The problem – Reproduce the lines of the material below, from the line containing "turquoise sea water" through the line containing "0,450 -> 1079,645", inclusive, and nothing else.

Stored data

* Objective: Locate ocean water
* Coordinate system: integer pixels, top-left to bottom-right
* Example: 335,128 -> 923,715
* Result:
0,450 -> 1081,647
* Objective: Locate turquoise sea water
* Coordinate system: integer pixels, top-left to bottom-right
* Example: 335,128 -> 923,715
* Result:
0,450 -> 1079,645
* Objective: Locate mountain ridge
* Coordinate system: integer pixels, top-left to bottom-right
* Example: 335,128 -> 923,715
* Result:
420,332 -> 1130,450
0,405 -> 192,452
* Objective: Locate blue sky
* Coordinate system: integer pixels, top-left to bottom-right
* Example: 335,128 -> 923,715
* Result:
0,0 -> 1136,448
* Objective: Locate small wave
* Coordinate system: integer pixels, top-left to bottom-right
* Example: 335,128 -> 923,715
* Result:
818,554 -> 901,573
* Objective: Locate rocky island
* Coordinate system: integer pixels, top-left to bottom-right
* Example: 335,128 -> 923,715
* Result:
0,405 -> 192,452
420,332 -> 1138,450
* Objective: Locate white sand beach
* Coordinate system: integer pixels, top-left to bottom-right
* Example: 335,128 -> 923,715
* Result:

* * *

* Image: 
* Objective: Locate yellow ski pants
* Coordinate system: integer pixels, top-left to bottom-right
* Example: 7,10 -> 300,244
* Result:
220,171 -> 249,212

Response to the task –
* Objective: Locate turquoise sea water
* Coordinate system: integer pixels, top-left to bottom-right
* Example: 335,128 -> 923,715
* Result:
0,450 -> 1079,645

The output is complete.